» Work to do: Transcribe everything in the records from the line containing "the <item>hare's muzzle</item>." down to the line containing "POLYGON ((188 160, 185", with both of those lines included.

(Outline records)
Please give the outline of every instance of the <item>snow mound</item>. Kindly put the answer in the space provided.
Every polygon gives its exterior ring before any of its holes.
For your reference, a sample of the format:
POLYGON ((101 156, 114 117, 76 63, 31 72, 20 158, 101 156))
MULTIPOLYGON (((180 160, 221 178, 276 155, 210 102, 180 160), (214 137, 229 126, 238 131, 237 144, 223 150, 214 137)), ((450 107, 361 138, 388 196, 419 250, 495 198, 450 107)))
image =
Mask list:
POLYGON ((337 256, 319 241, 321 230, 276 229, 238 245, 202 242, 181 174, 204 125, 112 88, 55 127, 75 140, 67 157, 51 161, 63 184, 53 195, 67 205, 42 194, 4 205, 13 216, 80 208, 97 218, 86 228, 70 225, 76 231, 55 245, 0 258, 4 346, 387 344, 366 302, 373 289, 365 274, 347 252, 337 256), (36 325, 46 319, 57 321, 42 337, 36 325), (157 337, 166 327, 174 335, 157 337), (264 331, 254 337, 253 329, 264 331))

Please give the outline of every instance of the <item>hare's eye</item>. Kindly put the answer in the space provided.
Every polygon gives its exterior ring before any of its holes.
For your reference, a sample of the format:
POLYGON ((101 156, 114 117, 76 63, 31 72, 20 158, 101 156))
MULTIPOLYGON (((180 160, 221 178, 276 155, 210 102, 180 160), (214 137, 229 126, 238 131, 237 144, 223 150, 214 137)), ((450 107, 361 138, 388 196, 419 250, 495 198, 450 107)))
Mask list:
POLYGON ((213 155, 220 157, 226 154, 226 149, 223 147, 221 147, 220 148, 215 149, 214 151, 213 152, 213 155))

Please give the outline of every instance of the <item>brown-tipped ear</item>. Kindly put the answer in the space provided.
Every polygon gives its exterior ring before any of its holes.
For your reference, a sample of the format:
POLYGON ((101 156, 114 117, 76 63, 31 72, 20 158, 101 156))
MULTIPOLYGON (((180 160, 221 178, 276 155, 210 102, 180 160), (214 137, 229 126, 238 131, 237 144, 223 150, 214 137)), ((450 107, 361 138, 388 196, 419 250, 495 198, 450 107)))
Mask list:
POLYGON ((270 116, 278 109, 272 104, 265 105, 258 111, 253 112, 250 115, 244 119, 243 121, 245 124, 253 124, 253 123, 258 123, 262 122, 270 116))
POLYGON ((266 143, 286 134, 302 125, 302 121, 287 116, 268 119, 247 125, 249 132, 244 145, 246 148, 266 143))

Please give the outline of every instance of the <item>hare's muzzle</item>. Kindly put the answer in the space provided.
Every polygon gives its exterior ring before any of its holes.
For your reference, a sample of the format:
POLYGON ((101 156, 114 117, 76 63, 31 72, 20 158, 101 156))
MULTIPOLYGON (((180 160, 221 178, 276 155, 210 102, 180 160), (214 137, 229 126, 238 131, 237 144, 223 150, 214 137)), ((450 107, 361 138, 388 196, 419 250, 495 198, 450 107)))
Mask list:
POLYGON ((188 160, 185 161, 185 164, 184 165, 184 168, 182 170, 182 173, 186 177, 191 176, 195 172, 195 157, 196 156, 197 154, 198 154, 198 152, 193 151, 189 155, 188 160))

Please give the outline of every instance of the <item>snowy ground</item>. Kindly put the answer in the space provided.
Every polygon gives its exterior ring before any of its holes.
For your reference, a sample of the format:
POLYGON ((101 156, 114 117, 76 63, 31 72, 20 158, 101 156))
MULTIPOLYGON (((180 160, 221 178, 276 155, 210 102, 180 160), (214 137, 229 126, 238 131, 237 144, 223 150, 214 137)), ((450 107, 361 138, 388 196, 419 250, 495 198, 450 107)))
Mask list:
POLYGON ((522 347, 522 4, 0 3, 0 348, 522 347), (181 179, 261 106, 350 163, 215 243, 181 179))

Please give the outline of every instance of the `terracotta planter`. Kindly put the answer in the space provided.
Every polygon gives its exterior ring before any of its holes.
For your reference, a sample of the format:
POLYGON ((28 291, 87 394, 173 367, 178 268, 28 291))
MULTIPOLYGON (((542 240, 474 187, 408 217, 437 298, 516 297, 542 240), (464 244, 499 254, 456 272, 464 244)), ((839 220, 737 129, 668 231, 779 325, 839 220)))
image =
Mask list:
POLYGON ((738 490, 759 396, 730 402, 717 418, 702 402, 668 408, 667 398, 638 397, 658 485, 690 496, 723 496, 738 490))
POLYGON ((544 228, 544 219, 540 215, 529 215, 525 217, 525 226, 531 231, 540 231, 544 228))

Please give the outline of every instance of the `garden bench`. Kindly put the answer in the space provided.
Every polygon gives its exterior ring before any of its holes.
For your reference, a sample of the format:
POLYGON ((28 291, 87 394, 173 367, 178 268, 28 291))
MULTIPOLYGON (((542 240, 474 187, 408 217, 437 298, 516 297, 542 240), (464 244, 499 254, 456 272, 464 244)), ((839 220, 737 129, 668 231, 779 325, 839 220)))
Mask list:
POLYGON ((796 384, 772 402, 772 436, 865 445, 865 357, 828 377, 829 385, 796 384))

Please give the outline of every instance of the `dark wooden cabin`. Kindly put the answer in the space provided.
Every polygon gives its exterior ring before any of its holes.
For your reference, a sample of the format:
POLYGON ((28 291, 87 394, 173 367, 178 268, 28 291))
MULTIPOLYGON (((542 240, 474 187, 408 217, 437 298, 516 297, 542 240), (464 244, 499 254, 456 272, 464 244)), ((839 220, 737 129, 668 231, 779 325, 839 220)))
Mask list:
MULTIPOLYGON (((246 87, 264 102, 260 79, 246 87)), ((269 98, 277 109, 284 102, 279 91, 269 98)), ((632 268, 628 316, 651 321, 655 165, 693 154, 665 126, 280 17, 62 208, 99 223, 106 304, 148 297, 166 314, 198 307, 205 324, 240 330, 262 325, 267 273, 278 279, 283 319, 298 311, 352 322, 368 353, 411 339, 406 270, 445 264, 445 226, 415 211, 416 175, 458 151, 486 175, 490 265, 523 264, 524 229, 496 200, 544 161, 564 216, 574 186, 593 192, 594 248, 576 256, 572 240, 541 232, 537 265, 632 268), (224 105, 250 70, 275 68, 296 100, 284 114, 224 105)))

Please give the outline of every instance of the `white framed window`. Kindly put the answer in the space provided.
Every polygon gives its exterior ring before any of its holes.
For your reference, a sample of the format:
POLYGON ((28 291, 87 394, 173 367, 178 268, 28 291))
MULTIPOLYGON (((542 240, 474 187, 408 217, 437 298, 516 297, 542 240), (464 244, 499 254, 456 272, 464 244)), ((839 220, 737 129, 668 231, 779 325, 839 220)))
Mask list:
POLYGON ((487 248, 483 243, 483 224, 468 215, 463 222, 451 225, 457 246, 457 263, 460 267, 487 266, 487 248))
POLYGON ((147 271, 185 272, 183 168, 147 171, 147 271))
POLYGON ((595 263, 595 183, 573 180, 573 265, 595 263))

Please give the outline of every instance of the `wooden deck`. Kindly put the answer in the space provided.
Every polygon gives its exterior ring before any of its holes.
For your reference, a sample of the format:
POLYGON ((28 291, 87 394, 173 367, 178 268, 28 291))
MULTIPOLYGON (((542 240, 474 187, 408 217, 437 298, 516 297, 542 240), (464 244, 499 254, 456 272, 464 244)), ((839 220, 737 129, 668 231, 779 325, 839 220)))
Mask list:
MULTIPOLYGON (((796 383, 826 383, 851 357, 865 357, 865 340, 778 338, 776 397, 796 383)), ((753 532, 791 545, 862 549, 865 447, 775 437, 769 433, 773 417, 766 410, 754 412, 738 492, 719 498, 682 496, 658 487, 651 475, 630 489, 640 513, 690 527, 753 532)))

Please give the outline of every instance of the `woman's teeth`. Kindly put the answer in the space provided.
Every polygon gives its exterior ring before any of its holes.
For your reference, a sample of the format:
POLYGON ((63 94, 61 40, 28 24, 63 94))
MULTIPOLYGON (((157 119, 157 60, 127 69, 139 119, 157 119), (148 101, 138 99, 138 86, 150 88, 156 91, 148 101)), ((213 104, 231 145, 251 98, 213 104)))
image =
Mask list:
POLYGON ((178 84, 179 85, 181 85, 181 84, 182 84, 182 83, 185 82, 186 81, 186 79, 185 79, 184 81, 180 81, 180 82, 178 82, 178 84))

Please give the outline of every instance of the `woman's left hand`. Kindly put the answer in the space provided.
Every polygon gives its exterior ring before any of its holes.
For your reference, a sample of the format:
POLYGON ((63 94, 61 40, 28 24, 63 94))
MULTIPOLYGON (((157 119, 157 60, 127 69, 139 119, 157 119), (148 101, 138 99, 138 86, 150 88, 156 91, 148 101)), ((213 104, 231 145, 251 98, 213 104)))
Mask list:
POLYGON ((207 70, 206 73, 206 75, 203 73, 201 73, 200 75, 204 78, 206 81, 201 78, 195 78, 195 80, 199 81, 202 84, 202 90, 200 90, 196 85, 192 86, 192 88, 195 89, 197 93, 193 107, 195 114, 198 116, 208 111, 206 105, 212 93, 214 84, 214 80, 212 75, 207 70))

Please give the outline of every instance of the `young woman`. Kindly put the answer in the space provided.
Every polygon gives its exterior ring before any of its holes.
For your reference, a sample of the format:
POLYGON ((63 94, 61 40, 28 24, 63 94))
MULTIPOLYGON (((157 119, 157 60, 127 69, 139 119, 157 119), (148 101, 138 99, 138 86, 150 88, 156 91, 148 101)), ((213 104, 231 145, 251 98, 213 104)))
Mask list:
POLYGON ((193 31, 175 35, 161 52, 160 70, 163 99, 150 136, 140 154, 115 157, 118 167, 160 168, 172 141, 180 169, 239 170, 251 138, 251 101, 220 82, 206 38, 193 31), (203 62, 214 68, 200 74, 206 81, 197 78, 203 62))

» Finished exercise:
Please give the outline of every instance of the <item>hare's muzzle</item>. Kindly put the answer in the space provided.
Every polygon gives its exterior ring before any of its holes.
For your reference, a sample of the format:
POLYGON ((101 156, 114 117, 76 63, 31 72, 20 158, 101 156))
MULTIPOLYGON (((180 160, 221 178, 276 155, 210 102, 180 160), (214 137, 229 126, 238 131, 237 144, 223 150, 214 137)), ((450 107, 361 138, 388 196, 419 250, 495 198, 450 107)))
Mask list:
POLYGON ((188 160, 185 161, 185 164, 184 165, 184 168, 182 170, 182 173, 186 177, 191 176, 195 172, 195 157, 196 156, 197 154, 198 154, 198 152, 193 151, 189 155, 188 160))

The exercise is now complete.